··· Task inputs
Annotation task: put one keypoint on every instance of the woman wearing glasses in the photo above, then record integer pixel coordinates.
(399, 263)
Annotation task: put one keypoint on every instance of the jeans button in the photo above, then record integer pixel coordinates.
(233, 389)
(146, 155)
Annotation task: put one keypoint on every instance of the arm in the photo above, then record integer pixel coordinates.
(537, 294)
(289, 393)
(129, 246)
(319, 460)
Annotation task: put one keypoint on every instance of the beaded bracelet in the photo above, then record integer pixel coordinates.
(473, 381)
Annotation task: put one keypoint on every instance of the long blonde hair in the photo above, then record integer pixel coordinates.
······
## Your assignment
Copy the records out again word for word.

## Reply to the exercise
Annotation task: put one keypoint on every instance of the woman wearing glasses in the photo above, then record integer pixel coordinates.
(399, 263)
Annotation task: put one keypoint on every instance of the jeans button in the photo above, then record integer pixel coordinates.
(233, 389)
(146, 155)
Annotation task: put one keypoint on every instance of the arm in the photo above, then record integer pixel coordinates.
(537, 294)
(289, 393)
(129, 246)
(319, 460)
Annotation task: put one keypoint on every instance of the beaded bracelet in the photo above, then record integer pixel coordinates.
(473, 381)
Annotation task: put one keypoint on every instance of the long blonde hair in the photo above, then record integer pixel coordinates.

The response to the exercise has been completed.